If you find yourself without a keyboard or mouse and can't get back to a
console, press and hold alt + sysreq then hit R and E.  I did this the
other day and it took me back to a console.

Since I have yet to get xorg and hal to work, good luck. 

Dale

:-)  :-)



Re: [gentoo-user] Re: xorg-server mouse and keyboard woes

2009-07-09 Thread Kevin O'Gorman
On Thu, Jul 9, 2009 at 9:52 PM, Kevin O'Gormankogor...@gmail.com wrote:
 On Thu, Jul 9, 2009 at 8:51 PM, Dalerdalek1...@gmail.com wrote:
 James wrote:
 Kevin O'Gorman kogorman at gmail.com writes:



 'emerge -e1 world' did the trick



 Okay, I was hoping for variable mileage, but maybe no dice.


 Have you rebuilt HAL?


 It might help

 I have rebuilt version hal-0.5.11-r9

 try to get back to what you had before your last (broken)
 upgrade. Make sure you are using gcc-4.1.2, as 4.3.2 is
 borked (many folks have different issues)


 hth,

 James





 If all else fails:

 x11-base/xorg-server  -hal

 Put that in package.use and re-emerge xorg-server.  You may have to
 re-emerge mouse and keyboard too.

 Dale



 Okay, I'm re-emerging hal.  I was already using gcc-4.1.2.  I still
 have mouse and keyboard emerged, but not mentioned in the xorg.conf.

 Crossing my fingers.

 Is there any other advice?

 Is there any hope?


A new HAL made no difference.  Sigh.

Another option occurs to me: get a new video card and stop using the
onboard one.  I've barely paid any attention to the threads about ATI
vs NVIDIA, and don't know if there are any others worth considering.
Care to make a suggestion for someone who rarely (read: almost never)
plays games or does other work that stress a video card, and just
wants the stuff to work?  In current machines, it would be a PCI-X
(not PCI-E) card.

COMPLETE THE FOLLOWING —
A. In the thread, which gcc version is described as borked?
B. In the thread, copy the passage from "Okay, I was" up to and including "your last (broken)", substituting "results" for "mileage".
C. List every key that the thread says to press for getting back to a console.

GIVEN INFORMATION —
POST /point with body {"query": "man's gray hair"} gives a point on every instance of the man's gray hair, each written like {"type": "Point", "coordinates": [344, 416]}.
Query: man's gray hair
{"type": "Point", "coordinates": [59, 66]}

ANSWERS BELOW —
A. 4.3.2

B.
Okay, I was hoping for variable results, but maybe no dice.


 Have you rebuilt HAL?


 It might help

 I have rebuilt version hal-0.5.11-r9

 try to get back to what you had before your last (broken)

C. alt, sysreq, R, E